The records:
━━━━

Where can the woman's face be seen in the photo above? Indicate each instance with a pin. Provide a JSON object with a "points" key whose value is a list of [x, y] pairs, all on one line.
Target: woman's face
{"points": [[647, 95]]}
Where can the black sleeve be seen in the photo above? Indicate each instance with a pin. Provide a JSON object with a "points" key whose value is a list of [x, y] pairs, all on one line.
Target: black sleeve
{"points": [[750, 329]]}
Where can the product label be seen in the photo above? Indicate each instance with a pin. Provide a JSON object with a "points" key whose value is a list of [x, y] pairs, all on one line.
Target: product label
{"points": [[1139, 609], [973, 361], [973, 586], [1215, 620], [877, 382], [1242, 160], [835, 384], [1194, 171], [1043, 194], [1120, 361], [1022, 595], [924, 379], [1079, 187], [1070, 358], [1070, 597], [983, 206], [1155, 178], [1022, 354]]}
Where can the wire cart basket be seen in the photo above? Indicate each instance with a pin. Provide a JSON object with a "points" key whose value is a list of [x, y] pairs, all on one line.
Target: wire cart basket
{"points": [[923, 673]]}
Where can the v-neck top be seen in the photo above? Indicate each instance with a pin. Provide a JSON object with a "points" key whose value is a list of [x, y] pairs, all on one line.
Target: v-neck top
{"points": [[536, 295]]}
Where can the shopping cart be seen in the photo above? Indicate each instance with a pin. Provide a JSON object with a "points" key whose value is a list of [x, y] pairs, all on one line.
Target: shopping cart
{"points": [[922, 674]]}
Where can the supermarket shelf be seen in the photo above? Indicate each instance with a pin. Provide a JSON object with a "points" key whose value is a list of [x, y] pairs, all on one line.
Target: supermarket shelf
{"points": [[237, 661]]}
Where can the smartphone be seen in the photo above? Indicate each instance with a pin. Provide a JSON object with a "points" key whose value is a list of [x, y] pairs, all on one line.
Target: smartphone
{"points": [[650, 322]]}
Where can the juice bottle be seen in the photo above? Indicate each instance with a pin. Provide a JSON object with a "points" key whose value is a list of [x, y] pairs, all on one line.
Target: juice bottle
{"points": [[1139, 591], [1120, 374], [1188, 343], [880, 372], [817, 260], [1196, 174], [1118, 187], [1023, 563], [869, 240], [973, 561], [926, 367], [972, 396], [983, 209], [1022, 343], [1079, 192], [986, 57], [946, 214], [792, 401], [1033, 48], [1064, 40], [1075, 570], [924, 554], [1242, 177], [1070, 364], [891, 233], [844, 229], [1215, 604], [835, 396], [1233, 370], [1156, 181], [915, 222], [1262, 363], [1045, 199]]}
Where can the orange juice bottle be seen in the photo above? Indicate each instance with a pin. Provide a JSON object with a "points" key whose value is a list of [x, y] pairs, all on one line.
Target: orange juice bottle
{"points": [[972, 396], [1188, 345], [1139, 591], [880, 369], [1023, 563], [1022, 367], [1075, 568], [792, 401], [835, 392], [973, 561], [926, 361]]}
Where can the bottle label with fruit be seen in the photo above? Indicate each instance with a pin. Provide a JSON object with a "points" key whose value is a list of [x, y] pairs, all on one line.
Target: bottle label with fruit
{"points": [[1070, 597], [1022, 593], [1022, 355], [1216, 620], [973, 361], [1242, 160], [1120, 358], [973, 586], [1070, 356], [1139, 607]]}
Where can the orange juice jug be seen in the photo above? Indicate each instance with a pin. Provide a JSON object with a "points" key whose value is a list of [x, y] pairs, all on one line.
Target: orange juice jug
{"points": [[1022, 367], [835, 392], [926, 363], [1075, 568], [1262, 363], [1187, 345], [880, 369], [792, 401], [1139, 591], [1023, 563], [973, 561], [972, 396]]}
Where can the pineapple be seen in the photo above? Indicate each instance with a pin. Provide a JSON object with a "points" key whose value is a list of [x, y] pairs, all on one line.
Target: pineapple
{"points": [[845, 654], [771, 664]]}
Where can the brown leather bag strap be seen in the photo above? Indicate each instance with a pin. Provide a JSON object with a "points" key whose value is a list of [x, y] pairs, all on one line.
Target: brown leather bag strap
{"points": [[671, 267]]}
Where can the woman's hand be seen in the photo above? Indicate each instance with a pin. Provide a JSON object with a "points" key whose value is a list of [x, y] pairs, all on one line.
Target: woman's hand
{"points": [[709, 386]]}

━━━━

Please copy the records above word for word, from the line containing "Where can the juice" to the line containing "Target: juice bottle", including both of those lines.

Answer to the exercise:
Where can the juice bottle be seen in the photo above? Indicate each instance with a pin. Provide a JSON object with a "points" key whose value is a list of [x, y] pairs, all on one line.
Target: juice bottle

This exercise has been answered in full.